• ABOUT THIS TASK: Please write out the listing exactly, leaving each picture out.

• SUPPLIED ENTRIES:

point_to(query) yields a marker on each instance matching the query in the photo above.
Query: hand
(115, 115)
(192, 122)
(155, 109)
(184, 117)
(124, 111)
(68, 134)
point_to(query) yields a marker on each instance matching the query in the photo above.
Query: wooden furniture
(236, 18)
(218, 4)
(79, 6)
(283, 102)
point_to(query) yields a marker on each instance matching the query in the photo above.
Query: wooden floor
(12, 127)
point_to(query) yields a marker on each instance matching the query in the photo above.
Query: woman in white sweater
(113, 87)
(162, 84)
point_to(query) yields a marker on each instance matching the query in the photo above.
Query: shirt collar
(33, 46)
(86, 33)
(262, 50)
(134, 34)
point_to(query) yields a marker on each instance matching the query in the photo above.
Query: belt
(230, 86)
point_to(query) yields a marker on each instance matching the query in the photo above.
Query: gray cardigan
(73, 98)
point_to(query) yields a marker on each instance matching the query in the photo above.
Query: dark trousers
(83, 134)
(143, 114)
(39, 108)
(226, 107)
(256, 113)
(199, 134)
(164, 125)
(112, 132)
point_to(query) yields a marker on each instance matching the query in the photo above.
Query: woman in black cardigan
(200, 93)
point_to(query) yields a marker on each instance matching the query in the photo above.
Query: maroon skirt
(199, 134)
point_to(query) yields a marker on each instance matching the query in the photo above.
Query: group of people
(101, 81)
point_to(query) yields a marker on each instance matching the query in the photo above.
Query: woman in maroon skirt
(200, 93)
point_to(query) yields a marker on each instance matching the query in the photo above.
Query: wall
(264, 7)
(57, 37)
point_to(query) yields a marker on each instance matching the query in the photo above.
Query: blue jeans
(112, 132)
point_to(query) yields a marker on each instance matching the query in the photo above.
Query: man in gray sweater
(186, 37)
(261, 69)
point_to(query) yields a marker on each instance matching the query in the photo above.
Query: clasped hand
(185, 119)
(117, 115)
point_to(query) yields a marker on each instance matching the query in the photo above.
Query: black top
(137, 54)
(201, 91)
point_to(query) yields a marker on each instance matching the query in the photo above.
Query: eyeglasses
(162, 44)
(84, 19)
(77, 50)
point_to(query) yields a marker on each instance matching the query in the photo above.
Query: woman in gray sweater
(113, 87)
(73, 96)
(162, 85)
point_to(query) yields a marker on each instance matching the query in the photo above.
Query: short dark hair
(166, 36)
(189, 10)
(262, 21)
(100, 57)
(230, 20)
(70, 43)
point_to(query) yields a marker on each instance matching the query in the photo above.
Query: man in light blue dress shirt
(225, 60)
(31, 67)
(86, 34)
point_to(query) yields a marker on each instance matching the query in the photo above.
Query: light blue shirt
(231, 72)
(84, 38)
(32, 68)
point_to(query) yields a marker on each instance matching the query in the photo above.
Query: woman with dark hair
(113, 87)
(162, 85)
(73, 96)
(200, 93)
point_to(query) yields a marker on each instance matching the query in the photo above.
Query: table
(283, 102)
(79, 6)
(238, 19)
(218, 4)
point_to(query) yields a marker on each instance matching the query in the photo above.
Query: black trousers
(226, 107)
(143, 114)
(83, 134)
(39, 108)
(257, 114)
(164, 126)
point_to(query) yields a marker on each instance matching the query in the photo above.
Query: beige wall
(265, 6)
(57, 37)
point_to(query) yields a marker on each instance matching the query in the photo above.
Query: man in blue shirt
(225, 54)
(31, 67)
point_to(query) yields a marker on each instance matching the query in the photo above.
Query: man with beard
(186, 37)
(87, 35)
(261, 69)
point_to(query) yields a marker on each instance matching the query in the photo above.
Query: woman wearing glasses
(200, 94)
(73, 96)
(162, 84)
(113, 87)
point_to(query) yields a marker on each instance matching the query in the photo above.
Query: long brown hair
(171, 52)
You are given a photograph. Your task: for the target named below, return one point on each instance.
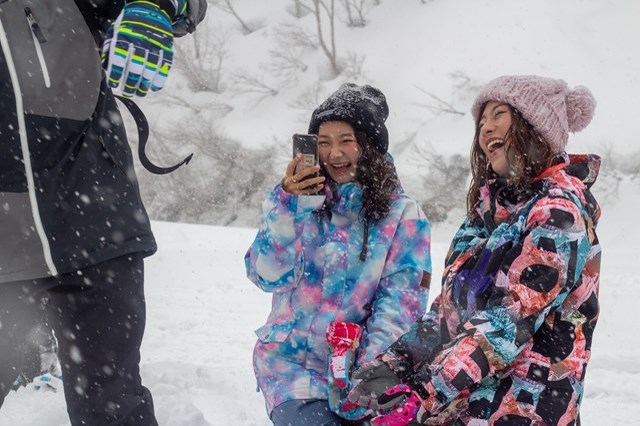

• OUTPUT OF THE EXERCISE:
point_to(query) yields a marker on each instance matching the query in the photo above.
Query: hand
(115, 115)
(192, 122)
(155, 109)
(184, 117)
(124, 111)
(68, 134)
point_to(query) yields a marker on each instance matching the query in the photo above.
Query: wooden furniture
(236, 18)
(218, 4)
(79, 6)
(283, 102)
point_to(query) yields a marker on each instance matching the query in the photo above.
Query: wooden floor
(12, 127)
point_to(query) yields a marker on each instance matching the query in the photo above.
Query: woman in white sweater
(113, 87)
(162, 84)
point_to(query) yields a marker on each instance matching the query in the photo above.
Query: shirt collar
(33, 46)
(86, 33)
(262, 50)
(134, 34)
point_to(query) yields a marker on each instance matching the query in the photo above.
Query: belt
(230, 86)
point_to(query) yields a marker on each instance matching the query in the photo above.
Query: gray cardigan
(73, 98)
point_to(query) yields a marker on each instance matching the query in the photo above.
Query: dark trousers
(83, 134)
(143, 114)
(39, 108)
(226, 107)
(256, 113)
(199, 134)
(164, 125)
(112, 132)
point_to(query) yields a marker on each instance matching the query in the photo above.
Query: woman in black cardigan
(200, 93)
point_to(query) yields a marker on each instance matching the query in the photo above.
Query: maroon skirt
(199, 134)
point_to(query) yields a marker on each instance matching the query in the photo above.
Query: group of people
(101, 81)
point_to(query) yields a marker on each instance matching the query in the photo above.
Query: woman in maroon skirt
(200, 93)
point_to(query) yields a marker on each instance matching the query in the photo above.
Query: wall
(264, 7)
(57, 37)
point_to(query) yields a marker on each instance matching the query in the photo above.
Query: blue jeans
(112, 132)
point_to(query) yields a marker on each instance matching the query in the photo above.
Query: man in gray sweater
(186, 37)
(261, 69)
point_to(query) yields a marker on each instance matching the query in the photo above.
Query: clasped hand
(185, 119)
(117, 115)
point_to(query) yields a marker on each instance matching the query in the photo above.
Query: black top
(137, 54)
(201, 91)
point_to(query) yields a marker on each instance matching the query in the photo above.
Query: eyeglasses
(162, 44)
(84, 19)
(77, 50)
point_to(query) yields a marker on each instance matching the query in the photo above.
Query: woman in gray sweater
(113, 87)
(73, 96)
(162, 85)
point_to(query) yields a marker on each instance matching the query in the photo above.
Query: short dark hair
(166, 36)
(189, 10)
(262, 21)
(100, 57)
(230, 20)
(70, 43)
point_to(query) yields a marker on each instance matching the query in the photo above.
Query: man in light blue dress shirt
(225, 60)
(31, 67)
(86, 34)
point_to(query) yields a marker on each instance matching the query in the photo above.
Query: light blue shirt
(231, 72)
(84, 38)
(32, 68)
point_to(query) yields a marker on each instance matching the query in the photo above.
Query: woman with dark hair
(113, 87)
(162, 85)
(73, 96)
(200, 93)
point_to(query) yields a marker on each instance matching the query in the photo above.
Query: table
(283, 102)
(79, 6)
(238, 19)
(218, 4)
point_to(query) yields a marker on each instance matching the query in the photo above.
Query: black trousers
(226, 107)
(143, 114)
(83, 134)
(39, 108)
(257, 114)
(164, 126)
point_to(query) yields a marker on each instance matching the query in the photo above.
Query: beige wall
(265, 6)
(57, 37)
point_to(query) yields a marker on each instance matching the query in the photo above.
Query: man in blue shirt
(225, 54)
(31, 67)
point_to(query) yields a marker on each instance matching the query in the photo above.
Query: man with beard
(186, 37)
(87, 35)
(261, 69)
point_to(query) yields a marker on each instance matching the query in the photo above.
Query: woman wearing glasses
(200, 94)
(73, 96)
(162, 84)
(113, 87)
point_to(query) yields a marker on each instance matching the query in the photo above.
Query: long brown hair
(171, 52)
You are given a photograph. Your task: for the target named below, return one point on each instance.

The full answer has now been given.